» **To do**:
Render every entry exactly as it appears.

━━━ Input material

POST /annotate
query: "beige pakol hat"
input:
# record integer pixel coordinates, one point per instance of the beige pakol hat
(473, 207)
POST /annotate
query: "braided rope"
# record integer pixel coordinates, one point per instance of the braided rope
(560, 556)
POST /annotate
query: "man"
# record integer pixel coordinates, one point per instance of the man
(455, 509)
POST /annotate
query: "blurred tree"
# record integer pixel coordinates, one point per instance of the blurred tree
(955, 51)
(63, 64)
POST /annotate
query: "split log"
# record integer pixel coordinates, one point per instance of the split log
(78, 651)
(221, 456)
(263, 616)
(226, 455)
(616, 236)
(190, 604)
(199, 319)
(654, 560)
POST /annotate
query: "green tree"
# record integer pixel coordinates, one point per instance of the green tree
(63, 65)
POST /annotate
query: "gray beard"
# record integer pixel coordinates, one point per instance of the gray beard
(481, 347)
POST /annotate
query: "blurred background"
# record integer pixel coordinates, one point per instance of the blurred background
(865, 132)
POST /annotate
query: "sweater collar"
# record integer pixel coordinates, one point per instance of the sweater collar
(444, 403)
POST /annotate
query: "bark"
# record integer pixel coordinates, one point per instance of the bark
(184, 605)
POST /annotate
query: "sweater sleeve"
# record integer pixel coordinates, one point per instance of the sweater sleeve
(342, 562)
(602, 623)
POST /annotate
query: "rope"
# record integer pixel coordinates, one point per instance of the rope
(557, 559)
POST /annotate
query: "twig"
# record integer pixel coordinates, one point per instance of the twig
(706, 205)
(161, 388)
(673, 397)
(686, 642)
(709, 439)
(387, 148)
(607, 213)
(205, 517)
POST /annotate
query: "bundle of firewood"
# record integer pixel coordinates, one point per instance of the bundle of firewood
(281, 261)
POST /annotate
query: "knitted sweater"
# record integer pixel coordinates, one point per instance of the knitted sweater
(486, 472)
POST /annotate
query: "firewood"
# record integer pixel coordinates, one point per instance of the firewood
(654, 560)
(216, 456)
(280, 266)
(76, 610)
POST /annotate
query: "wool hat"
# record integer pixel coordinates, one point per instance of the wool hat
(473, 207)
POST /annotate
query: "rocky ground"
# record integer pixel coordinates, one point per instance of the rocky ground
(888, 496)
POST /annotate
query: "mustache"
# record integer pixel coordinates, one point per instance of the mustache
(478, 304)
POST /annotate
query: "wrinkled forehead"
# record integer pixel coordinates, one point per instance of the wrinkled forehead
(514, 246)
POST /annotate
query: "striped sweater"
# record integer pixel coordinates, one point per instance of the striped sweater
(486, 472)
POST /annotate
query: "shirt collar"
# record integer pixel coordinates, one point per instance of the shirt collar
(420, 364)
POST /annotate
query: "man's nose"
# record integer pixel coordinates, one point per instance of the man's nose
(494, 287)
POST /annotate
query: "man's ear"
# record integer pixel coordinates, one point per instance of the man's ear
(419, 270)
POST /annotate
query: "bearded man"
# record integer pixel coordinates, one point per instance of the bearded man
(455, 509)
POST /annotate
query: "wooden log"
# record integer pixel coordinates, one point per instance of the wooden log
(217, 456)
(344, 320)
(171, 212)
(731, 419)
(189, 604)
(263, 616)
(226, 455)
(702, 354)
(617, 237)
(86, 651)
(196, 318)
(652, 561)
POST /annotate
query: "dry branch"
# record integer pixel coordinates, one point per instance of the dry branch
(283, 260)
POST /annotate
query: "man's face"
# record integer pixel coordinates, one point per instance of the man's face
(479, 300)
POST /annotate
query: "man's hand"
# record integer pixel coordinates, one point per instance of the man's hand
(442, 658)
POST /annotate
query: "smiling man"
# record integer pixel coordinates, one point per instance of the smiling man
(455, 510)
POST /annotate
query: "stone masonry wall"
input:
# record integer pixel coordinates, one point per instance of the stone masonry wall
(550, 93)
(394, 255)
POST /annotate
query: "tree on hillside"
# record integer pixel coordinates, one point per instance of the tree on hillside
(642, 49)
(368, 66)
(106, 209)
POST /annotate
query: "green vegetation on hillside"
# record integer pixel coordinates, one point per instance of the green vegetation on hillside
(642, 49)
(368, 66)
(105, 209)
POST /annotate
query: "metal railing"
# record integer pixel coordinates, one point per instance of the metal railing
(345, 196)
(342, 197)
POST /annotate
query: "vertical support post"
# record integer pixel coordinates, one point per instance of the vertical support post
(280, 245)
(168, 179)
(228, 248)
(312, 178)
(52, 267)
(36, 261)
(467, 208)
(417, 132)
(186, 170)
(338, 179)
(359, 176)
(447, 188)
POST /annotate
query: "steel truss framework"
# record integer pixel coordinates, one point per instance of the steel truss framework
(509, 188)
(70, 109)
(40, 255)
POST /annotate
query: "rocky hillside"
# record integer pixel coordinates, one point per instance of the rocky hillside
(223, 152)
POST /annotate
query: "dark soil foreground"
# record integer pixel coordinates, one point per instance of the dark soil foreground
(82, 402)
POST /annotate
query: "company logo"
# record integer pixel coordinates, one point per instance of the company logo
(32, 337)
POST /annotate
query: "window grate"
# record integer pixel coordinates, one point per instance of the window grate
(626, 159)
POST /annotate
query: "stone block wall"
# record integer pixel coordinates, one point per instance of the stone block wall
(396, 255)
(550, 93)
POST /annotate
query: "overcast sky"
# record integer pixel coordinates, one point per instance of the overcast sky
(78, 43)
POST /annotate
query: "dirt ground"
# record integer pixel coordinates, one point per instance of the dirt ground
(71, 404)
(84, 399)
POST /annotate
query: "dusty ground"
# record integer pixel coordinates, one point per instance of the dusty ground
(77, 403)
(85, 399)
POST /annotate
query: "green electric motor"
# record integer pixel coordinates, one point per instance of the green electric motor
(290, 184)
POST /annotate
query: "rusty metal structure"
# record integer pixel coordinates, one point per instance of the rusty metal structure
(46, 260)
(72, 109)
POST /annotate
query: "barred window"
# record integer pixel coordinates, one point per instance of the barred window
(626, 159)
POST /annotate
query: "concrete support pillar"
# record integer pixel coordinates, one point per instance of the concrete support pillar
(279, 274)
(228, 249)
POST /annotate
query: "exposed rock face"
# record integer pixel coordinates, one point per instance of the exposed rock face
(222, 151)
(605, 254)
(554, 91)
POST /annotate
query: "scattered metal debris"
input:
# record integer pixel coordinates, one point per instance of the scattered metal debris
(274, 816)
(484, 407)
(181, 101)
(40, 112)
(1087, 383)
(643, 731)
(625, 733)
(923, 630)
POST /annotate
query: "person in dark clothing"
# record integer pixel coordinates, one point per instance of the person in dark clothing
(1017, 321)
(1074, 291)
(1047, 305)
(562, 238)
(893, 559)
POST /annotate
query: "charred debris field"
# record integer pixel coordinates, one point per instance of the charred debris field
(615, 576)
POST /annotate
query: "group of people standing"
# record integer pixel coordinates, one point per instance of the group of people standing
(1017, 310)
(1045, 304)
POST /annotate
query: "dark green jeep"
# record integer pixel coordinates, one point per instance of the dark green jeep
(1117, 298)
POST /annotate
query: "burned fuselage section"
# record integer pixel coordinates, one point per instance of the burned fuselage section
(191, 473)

━━━━━━

» **Completed task**:
POST /annotate
query: "beige pakol hat"
input:
# record integer pixel coordinates, one point per instance of the beige pakol hat
(473, 207)
POST /annotate
query: "braided rope"
# record integer pixel coordinates, one point per instance of the braided rope
(560, 556)
POST /annotate
query: "man"
# record integer pixel coordinates, one point per instance of the man
(455, 509)
POST /annotate
query: "blurred tree"
# record integer pixel coordinates, one point per instance of the blurred tree
(955, 51)
(63, 64)
POST /annotate
query: "split log"
# record integer pixel coordinates, one point per instance of the split log
(78, 651)
(221, 456)
(263, 616)
(226, 455)
(616, 236)
(190, 604)
(199, 319)
(654, 560)
POST /annotate
query: "green tree"
# record integer pixel coordinates, one point per instance of the green tree
(63, 65)
POST /annotate
query: "gray beard"
# record integer pixel coordinates, one point per instance of the gray beard
(481, 347)
POST /annotate
query: "blurred background"
# record integer pixel coordinates, one point per instance of the blurred background
(865, 132)
POST /annotate
query: "sweater collar"
# record integer pixel coordinates, one point per instance of the sweater collar
(444, 403)
POST /annotate
query: "bark"
# record integer pixel coordinates, one point per instance of the bark
(184, 605)
POST /annotate
query: "sweater sleeve"
# record integer pixel coordinates, one point per instance of the sweater sleeve
(342, 562)
(602, 623)
POST /annotate
query: "rope"
# record integer pixel coordinates, one point per instance of the rope
(557, 559)
POST /annotate
query: "twig"
# record integer pixel coordinates, one point per instance of the twig
(706, 205)
(161, 388)
(673, 397)
(686, 642)
(709, 439)
(387, 148)
(607, 213)
(205, 517)
POST /annotate
query: "bundle of firewood"
# record integer pixel coordinates, one point per instance of the bundle of firewood
(281, 261)
POST /annotate
query: "knitted sweater"
# record integer pixel coordinates, one point per instance of the knitted sweater
(486, 472)
POST /annotate
query: "firewood"
# record integer pixel coordinates, one point per instance of the firewood
(654, 560)
(216, 456)
(280, 266)
(76, 610)
POST /annotate
query: "wool hat"
# record integer pixel coordinates, one point per instance of the wool hat
(473, 207)
POST /annotate
query: "rocky ground"
# record integer pixel coordinates, one point per instance of the rocky ground
(888, 496)
POST /annotate
query: "mustache"
# record integer pixel coordinates, one point per instance of the mustache
(478, 304)
POST /annotate
query: "wrinkled forehead"
# record integer pixel coordinates, one point per instance of the wrinkled forehead
(514, 246)
POST /annotate
query: "striped sweater"
# record integer pixel coordinates, one point per instance of the striped sweater
(486, 472)
POST /annotate
query: "shirt collar"
# record integer pixel coordinates, one point per instance of the shirt collar
(420, 364)
POST /annotate
query: "man's nose"
# record integer pixel coordinates, one point per instance of the man's nose
(494, 287)
POST /annotate
query: "man's ear"
# record integer pixel coordinates, one point per instance of the man's ear
(419, 270)
POST /annotate
query: "bearded man"
# record integer pixel coordinates, one point per instance of the bearded man
(455, 509)
POST /annotate
query: "wooden log"
# record integer pixel coordinates, one point per instance of the wooden log
(217, 456)
(344, 320)
(171, 212)
(731, 419)
(189, 604)
(263, 616)
(226, 455)
(702, 354)
(617, 237)
(86, 651)
(196, 318)
(652, 561)
POST /annotate
query: "dry branch"
# record integer pixel coordinates, one point per instance of the dry branch
(283, 260)
POST /annotate
query: "man's face"
# record integer pixel coordinates, one point per instance of the man's face
(479, 300)
POST /annotate
query: "man's hand"
# record integer pixel coordinates, one point per instance of the man's hand
(442, 658)
POST /annotate
query: "smiling man"
# record integer pixel coordinates, one point per instance of the smiling man
(455, 510)
POST /annotate
query: "stone masonry wall"
input:
# record integer pixel coordinates, one point per instance of the stone masonry wall
(550, 93)
(394, 255)
POST /annotate
query: "tree on hillside"
# record integer pixel coordinates, one point per instance of the tree on hillside
(642, 49)
(368, 66)
(106, 209)
POST /annotate
query: "green vegetation on hillside"
# record integer pixel coordinates, one point per instance of the green vegetation on hillside
(642, 49)
(368, 66)
(105, 209)
POST /annotate
query: "metal railing"
# record integer pixel coordinates, one point per instance of the metal railing
(345, 196)
(342, 197)
POST /annotate
query: "vertical support post"
# record integer pixel coordinates, one point per instance of the vertical support post
(280, 245)
(168, 179)
(228, 248)
(312, 178)
(52, 267)
(36, 261)
(467, 208)
(417, 132)
(186, 170)
(338, 179)
(359, 176)
(447, 188)
POST /annotate
query: "steel truss framework"
# record integer pixel coordinates, one point per instance of the steel truss framework
(509, 188)
(70, 109)
(40, 255)
POST /annotate
query: "rocky hillside"
# record integer pixel coordinates, one point per instance of the rocky hillside
(223, 152)
POST /annotate
query: "dark soil foreground"
# record integer pixel coordinates, one point per instance of the dark soil foreground
(82, 402)
POST /annotate
query: "company logo"
# record integer pixel coordinates, one point per instance of the company logo
(32, 337)
POST /annotate
query: "window grate"
# record integer pixel coordinates, one point per instance of the window grate
(626, 159)
POST /annotate
query: "stone block wall"
# record integer pixel coordinates, one point per instance of the stone block wall
(396, 255)
(550, 93)
POST /annotate
query: "overcast sky"
# record integer pixel coordinates, one point per instance of the overcast sky
(78, 43)
POST /annotate
query: "dirt ground"
# record integer pixel coordinates, one point per instance of the dirt ground
(71, 404)
(84, 399)
POST /annotate
query: "dusty ground"
# record integer pixel coordinates, one point per instance of the dusty ground
(77, 403)
(85, 399)
POST /annotate
query: "green electric motor"
# record integer pixel coordinates, one point per instance of the green electric motor
(290, 184)
POST /annotate
query: "rusty metal structure"
# record integer pixel coordinates, one point per instance of the rusty metal structure
(46, 260)
(72, 109)
POST /annotate
query: "barred window"
# record integer pixel coordinates, one point per instance of the barred window
(626, 159)
POST /annotate
query: "concrete support pillar"
# record integer pixel coordinates, one point per instance of the concrete support pillar
(279, 274)
(228, 249)
POST /annotate
query: "exposed rock face"
# record integer pixel coordinates, one point per instance of the exposed rock face
(222, 151)
(605, 254)
(554, 91)
POST /annotate
query: "scattered metal debris"
input:
# record integer pixel coordinates, one point per instance of the scattered metal debris
(274, 816)
(484, 407)
(181, 101)
(40, 112)
(1087, 383)
(643, 731)
(625, 733)
(923, 630)
POST /annotate
query: "person in dark clothing"
# record integer pixel coordinates, one point per instance of the person in dark clothing
(1017, 321)
(1074, 291)
(1047, 305)
(562, 238)
(893, 559)
POST /annotate
query: "charred debris field"
# record integer pixel coordinates, one point per instance of the charred debris field
(615, 576)
POST /annotate
query: "group of people standing"
# record integer pixel coordinates, one point per instance of the group of people standing
(1017, 310)
(1045, 304)
POST /annotate
query: "dark green jeep"
# record integer pixel coordinates, one point per instance of the dark green jeep
(1117, 298)
POST /annotate
query: "burned fuselage section"
# record integer pixel coordinates, one point per instance of the burned fuselage section
(191, 473)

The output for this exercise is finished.